Directive ::
Reproduce every item below word for word, from the first to the last.

·····

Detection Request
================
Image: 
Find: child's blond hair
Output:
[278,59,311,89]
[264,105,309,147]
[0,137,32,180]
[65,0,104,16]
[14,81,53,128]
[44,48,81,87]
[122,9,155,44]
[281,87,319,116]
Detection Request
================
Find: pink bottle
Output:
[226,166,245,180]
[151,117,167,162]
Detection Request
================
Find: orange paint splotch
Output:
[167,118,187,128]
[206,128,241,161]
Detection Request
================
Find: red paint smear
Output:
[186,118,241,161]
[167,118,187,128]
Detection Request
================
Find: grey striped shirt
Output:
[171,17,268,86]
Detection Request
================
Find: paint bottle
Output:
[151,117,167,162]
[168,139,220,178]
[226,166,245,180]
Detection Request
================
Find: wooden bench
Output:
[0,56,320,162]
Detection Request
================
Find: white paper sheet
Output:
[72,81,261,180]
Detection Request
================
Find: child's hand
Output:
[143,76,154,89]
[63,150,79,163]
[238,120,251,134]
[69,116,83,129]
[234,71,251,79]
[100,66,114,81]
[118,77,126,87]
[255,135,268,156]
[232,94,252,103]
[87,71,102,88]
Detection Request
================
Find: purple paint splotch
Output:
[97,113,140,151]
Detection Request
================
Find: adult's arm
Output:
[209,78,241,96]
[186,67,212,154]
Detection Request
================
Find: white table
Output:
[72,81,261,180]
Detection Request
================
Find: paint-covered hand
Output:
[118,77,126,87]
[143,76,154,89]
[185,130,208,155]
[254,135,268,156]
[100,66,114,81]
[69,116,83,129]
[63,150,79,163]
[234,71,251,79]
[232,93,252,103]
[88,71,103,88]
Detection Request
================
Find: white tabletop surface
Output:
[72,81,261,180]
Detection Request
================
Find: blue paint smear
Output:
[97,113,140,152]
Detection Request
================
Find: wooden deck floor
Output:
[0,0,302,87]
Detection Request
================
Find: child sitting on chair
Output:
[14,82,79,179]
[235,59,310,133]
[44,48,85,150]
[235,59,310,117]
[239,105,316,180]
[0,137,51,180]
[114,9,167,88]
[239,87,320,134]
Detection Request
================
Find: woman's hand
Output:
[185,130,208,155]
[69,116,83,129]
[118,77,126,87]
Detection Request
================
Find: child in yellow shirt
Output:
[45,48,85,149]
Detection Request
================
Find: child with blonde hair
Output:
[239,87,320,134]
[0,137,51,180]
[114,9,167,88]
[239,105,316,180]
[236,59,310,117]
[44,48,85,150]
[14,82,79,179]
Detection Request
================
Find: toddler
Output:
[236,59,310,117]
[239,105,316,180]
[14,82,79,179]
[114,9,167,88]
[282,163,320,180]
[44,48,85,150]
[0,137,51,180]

·····

Written answer ::
Detection Request
================
Image: 
Find: child's blond hair
Output:
[278,59,311,89]
[264,105,309,147]
[0,137,32,180]
[65,0,104,16]
[14,81,53,128]
[44,48,81,87]
[122,9,155,44]
[281,87,319,116]
Detection Request
================
Find: pink bottle
Output:
[226,166,245,180]
[151,117,167,162]
Detection Request
================
Find: orange paint splotch
Output:
[167,118,187,128]
[206,128,241,161]
Detection Request
================
Find: red paint smear
Output:
[186,118,241,161]
[167,118,187,128]
Detection Request
================
Find: grey striped shirt
Output:
[171,17,268,86]
Detection Request
================
Find: paint bottle
Output:
[151,117,167,162]
[168,139,220,178]
[226,166,245,180]
Detection Request
================
Find: wooden bench
Output:
[0,56,320,162]
Detection Request
================
Find: white paper sheet
Output:
[72,81,261,180]
Detection Request
================
Find: child's hand
Output:
[143,76,154,89]
[63,150,79,163]
[238,120,251,134]
[69,116,83,129]
[234,71,251,79]
[100,66,114,81]
[118,77,126,87]
[255,135,268,156]
[232,94,252,103]
[87,71,102,88]
Detection Request
================
Find: purple paint splotch
Output:
[97,113,140,151]
Detection Request
================
Find: adult's arm
Output:
[209,78,241,96]
[186,67,212,154]
Detection Request
================
Find: white table
Output:
[72,81,261,180]
Detection Request
================
Find: paint-covered hand
Output:
[118,77,126,87]
[143,76,154,89]
[185,130,208,155]
[254,135,268,156]
[100,66,114,81]
[69,116,83,129]
[63,150,79,163]
[234,71,251,79]
[232,93,252,103]
[88,71,103,88]
Detection Request
================
Find: white tabletop surface
Output:
[72,81,261,180]
Detection Request
================
Find: blue paint smear
Output:
[97,113,140,152]
Detection Request
================
Find: wooden deck floor
Output:
[0,0,302,87]
Detection Request
================
Find: child sitting on chair
Output:
[14,82,79,179]
[235,59,310,133]
[44,48,85,150]
[235,59,310,117]
[239,105,316,180]
[0,137,51,180]
[114,9,167,88]
[239,87,320,134]
Detection Request
================
Find: woman's hand
Output:
[185,130,208,155]
[69,116,83,129]
[118,77,126,87]
Detection Request
================
Find: child in yellow shirt
Output:
[45,48,85,149]
Detection Request
================
Find: child with blonde hair
Output:
[239,87,320,134]
[0,137,51,180]
[114,9,167,88]
[239,105,316,180]
[236,59,310,117]
[44,48,85,150]
[14,82,79,179]
Detection Request
================
Find: toddler
Output:
[236,59,310,117]
[239,105,316,180]
[14,82,79,179]
[114,9,167,88]
[282,163,320,180]
[44,48,85,150]
[0,137,51,180]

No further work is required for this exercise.